Riscrivi per intero il brano su poesia e filosofia nell'antica Grecia, senza cambiare nemmeno una parola.

Brano fornito:
= = =
Cosa che non accadeva con la poesia: l’arte di creare, che in qualche modo appartiene a tutti e ognuno può comprenderla. Si tratta della concretizzazione delle emozioni umane, impregnate su carta tramite suoni, ritmo, posizioni creando un legame tra le parole e l’anima, percorso dalle emozioni che ne scaturiscono. I filosofi però non vedevano di buon occhio quest’arte, nonostante fosse incastonata in quella società. Qualsiasi greco colto, infatti, in piena età classica conosceva a memoria i versi delle opere omeriche, e come ben sappiamo i grandi classici come l’Iliade e l’Odissea hanno proiettato la propria ombra fino ai giorni nostri, dunque non c’è dubbio che nell’antica Grecia si sentisse ancora di più l’importanza delle tematiche trattate.

Filosofia e poesia dunque si ponevano, già allora, come obiettivo quello di raggiungere le profondità più nascoste dell’essere umano e svelarne ogni mistero, seppur con modalità diverse.
= = =
Estratto dei dati:

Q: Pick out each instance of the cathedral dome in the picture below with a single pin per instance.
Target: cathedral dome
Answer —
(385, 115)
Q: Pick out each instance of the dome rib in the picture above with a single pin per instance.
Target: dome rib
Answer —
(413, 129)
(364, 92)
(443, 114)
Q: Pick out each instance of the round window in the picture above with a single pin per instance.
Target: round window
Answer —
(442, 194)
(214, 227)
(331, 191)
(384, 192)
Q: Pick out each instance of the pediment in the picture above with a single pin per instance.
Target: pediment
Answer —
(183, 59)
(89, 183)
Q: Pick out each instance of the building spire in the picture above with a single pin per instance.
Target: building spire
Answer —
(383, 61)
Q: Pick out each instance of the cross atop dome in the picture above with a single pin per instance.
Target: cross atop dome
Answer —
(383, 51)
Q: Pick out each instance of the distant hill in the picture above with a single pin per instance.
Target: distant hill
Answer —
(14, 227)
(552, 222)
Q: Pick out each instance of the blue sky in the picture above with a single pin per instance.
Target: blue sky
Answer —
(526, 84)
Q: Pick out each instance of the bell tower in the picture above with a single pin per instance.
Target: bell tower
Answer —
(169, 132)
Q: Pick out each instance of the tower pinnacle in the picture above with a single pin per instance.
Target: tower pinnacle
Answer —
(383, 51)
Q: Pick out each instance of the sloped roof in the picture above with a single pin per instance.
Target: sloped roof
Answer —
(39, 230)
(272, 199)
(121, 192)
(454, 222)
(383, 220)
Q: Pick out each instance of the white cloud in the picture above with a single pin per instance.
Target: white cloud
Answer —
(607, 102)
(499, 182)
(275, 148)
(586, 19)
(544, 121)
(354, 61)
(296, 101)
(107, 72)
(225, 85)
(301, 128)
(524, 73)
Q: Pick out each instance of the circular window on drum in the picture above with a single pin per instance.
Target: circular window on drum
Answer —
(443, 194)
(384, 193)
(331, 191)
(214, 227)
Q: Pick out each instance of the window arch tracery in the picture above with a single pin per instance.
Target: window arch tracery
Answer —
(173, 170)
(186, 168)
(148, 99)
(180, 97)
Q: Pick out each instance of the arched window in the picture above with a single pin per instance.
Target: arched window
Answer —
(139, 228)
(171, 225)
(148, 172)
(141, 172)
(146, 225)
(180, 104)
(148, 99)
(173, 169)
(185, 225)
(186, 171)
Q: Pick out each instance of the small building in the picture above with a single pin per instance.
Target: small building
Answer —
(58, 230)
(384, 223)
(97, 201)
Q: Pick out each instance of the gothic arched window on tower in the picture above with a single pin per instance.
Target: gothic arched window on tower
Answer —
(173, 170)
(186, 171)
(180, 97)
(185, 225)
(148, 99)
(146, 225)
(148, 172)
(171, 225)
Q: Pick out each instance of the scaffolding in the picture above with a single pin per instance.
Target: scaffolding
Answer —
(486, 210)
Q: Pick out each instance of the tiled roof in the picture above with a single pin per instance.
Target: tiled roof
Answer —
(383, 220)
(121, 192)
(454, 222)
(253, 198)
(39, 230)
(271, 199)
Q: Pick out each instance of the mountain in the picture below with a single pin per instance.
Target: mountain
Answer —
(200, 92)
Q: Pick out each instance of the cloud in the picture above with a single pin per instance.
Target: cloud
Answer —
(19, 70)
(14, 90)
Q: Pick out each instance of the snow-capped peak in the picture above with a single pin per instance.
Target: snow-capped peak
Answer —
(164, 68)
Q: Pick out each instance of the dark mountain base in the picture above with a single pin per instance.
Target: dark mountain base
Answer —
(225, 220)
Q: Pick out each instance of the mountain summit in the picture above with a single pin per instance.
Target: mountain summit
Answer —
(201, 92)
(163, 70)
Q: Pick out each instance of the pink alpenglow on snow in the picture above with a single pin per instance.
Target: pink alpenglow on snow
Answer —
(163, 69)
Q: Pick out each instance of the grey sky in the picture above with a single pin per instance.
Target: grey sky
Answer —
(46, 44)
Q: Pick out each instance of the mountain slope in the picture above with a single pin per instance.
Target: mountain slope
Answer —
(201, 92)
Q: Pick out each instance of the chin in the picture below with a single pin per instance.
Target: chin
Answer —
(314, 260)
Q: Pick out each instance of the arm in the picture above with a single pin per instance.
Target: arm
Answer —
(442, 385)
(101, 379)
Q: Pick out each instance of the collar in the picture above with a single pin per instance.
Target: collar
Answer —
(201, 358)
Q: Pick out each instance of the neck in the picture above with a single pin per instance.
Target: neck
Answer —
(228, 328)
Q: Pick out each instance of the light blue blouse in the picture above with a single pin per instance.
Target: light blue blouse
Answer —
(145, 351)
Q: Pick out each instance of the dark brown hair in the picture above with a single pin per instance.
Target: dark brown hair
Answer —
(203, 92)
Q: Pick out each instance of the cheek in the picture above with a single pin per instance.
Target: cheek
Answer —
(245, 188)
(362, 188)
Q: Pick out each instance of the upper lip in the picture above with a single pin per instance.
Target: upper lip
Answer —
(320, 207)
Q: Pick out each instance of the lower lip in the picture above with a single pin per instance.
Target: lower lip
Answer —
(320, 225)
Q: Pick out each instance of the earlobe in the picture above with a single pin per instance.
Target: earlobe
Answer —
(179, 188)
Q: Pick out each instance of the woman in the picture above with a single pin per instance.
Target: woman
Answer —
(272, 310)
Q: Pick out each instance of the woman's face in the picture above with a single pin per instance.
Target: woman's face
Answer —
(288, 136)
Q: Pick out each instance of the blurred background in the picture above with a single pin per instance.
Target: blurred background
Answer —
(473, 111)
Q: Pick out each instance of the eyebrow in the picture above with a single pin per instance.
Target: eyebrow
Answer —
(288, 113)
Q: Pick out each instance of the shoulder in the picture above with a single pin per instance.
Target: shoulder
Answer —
= = =
Soluzione:
Cosa che non accadeva con la poesia: l’arte di creare, che in qualche modo appartiene a tutti e ognuno può comprenderla. Si tratta della concretizzazione delle emozioni umane, impregnate su carta tramite suoni, ritmo, posizioni creando un legame tra le parole e l’anima, percorso dalle emozioni che ne scaturiscono. I filosofi però non vedevano di buon occhio quest’arte, nonostante fosse incastonata in quella società. Qualsiasi greco colto, infatti, in piena età classica conosceva a memoria i versi delle opere omeriche, e come ben sappiamo i grandi classici come l’Iliade e l’Odissea hanno proiettato la propria ombra fino ai giorni nostri, dunque non c’è dubbio che nell’antica Grecia si sentisse ancora di più l’importanza delle tematiche trattate.

Filosofia e poesia dunque si ponevano, già allora, come obiettivo quello di raggiungere le profondità più nascoste dell’essere umano e svelarne ogni mistero, seppur con modalità diverse.